EXERCISE TASK:
Reproduce the records below, swapping each "instance" for "occurrence" and keeping everything else the same.

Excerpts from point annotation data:
## start

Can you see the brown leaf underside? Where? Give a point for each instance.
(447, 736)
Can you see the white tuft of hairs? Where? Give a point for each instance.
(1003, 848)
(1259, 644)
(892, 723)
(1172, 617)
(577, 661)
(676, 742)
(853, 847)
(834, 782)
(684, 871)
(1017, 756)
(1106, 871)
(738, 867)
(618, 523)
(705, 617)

## end

RESPONSE TO THIS TASK:
Can you see the brown leaf underside? Where? Give a point for each occurrence.
(447, 736)
Can you see the white tuft of hairs? Where? Give a point for each occurrence.
(1003, 848)
(1259, 644)
(892, 723)
(1172, 617)
(577, 661)
(676, 742)
(853, 847)
(834, 782)
(684, 871)
(1017, 756)
(1106, 871)
(738, 867)
(618, 523)
(705, 617)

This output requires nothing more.